> _Object pointing dataset rows_
================

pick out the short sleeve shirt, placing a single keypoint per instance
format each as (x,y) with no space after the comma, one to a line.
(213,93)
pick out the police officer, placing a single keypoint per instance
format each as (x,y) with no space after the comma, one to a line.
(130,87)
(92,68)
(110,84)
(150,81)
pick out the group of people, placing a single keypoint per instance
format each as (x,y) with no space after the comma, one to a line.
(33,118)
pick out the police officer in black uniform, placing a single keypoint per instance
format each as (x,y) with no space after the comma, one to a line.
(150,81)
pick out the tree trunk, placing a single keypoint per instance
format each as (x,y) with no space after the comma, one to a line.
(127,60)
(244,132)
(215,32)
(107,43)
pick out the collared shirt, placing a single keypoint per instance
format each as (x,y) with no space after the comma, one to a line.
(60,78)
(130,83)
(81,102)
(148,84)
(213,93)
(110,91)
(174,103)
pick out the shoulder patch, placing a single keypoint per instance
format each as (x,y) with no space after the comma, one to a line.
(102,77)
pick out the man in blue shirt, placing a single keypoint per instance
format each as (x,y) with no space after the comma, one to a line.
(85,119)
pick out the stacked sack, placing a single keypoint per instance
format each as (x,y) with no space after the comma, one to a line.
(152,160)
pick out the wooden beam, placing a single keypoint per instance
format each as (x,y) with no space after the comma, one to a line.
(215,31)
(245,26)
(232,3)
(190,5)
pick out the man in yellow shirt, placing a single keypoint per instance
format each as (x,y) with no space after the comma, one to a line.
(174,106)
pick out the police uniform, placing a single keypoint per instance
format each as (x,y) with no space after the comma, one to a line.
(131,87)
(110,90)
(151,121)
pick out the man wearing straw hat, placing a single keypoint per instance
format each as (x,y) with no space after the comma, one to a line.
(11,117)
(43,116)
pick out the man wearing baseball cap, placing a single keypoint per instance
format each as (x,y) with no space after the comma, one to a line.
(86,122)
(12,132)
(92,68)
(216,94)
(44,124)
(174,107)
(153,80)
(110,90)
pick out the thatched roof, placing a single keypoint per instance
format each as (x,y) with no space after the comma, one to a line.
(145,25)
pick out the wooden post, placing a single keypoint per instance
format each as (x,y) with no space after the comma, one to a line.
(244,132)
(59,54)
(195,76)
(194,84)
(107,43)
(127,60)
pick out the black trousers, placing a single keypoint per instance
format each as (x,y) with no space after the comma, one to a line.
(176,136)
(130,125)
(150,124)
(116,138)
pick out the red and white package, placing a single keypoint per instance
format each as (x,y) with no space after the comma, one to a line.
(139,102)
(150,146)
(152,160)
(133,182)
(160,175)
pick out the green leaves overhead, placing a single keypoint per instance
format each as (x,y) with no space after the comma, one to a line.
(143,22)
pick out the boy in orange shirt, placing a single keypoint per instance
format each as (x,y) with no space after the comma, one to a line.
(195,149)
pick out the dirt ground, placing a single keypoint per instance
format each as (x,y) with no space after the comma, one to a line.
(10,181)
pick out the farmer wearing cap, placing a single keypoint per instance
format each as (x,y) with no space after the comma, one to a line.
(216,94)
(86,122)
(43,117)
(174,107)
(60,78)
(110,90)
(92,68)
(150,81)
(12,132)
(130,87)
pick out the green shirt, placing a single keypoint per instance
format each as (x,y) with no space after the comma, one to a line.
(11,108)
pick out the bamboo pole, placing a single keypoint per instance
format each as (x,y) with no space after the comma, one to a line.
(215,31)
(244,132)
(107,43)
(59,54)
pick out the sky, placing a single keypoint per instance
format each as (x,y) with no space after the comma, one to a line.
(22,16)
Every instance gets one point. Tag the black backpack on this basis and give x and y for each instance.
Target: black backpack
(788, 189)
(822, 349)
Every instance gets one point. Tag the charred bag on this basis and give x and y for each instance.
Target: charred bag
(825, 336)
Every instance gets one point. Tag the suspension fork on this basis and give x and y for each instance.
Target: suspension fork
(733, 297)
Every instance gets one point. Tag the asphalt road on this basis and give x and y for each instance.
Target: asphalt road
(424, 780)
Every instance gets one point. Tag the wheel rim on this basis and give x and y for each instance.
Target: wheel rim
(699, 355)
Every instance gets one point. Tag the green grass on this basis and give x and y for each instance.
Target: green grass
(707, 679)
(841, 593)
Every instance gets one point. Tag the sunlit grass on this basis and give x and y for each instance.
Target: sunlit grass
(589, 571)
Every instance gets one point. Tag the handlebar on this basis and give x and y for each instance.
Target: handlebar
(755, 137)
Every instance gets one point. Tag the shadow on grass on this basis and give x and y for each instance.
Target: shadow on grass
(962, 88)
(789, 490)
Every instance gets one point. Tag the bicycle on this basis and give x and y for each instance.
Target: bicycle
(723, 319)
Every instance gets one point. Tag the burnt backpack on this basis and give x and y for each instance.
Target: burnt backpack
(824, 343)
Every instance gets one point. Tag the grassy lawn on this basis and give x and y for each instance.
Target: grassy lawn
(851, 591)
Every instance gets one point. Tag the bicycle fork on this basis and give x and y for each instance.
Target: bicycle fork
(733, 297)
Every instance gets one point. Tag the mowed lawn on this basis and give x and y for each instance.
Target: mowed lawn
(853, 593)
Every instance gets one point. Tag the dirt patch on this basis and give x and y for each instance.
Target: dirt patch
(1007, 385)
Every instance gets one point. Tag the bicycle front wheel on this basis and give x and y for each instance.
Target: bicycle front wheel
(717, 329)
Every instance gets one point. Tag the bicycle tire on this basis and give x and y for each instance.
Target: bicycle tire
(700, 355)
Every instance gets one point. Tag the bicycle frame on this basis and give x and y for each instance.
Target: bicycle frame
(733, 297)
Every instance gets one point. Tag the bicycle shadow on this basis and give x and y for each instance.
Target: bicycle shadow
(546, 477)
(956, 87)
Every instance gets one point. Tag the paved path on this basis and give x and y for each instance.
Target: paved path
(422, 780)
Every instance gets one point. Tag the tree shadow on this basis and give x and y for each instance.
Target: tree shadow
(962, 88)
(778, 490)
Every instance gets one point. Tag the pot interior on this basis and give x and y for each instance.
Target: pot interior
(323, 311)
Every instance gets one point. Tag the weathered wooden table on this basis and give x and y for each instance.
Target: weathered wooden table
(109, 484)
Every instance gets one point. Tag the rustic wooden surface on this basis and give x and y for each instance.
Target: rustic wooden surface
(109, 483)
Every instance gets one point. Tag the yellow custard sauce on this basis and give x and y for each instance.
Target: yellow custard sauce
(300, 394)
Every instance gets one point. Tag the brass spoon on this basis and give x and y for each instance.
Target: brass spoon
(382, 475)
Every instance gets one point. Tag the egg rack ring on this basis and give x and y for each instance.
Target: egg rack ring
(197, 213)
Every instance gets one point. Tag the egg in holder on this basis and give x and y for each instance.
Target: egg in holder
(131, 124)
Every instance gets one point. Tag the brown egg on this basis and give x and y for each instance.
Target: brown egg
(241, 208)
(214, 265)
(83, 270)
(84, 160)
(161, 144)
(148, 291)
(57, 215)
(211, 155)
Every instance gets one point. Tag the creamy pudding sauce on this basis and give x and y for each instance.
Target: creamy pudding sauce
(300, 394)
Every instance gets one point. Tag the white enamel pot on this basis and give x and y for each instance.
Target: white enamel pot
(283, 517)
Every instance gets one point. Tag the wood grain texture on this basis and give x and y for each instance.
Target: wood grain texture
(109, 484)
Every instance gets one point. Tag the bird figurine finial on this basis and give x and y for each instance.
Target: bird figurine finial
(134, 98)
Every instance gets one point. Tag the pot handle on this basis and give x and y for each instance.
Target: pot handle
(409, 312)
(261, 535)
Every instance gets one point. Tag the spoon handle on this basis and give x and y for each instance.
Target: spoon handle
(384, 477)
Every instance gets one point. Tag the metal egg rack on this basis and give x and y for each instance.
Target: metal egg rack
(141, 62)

================

> _Objective_
Keep only the lines from the one containing "Every instance gets one point. Tag the wood" to the end of the entries, and repeat them exactly.

> _Final result_
Every instance gets one point. Tag the wood grain texture on this basis and give x and y for each instance.
Target: wood grain texture
(109, 484)
Every instance gets one point. Tag the bird figurine finial on this basis and give x and y for each instance.
Target: bird figurine finial
(134, 98)
Every instance gets one point. Tag the pot handle on this basis and give x and y for each instance.
Target: pot handle
(409, 312)
(261, 535)
Every instance gets one point. Tag the spoon handle on this basis and give x and y for each instance.
Target: spoon handle
(384, 477)
Every instance gets one point. Tag the metal egg rack on this basis and give x and y for each instance.
Target: metal egg rack
(141, 62)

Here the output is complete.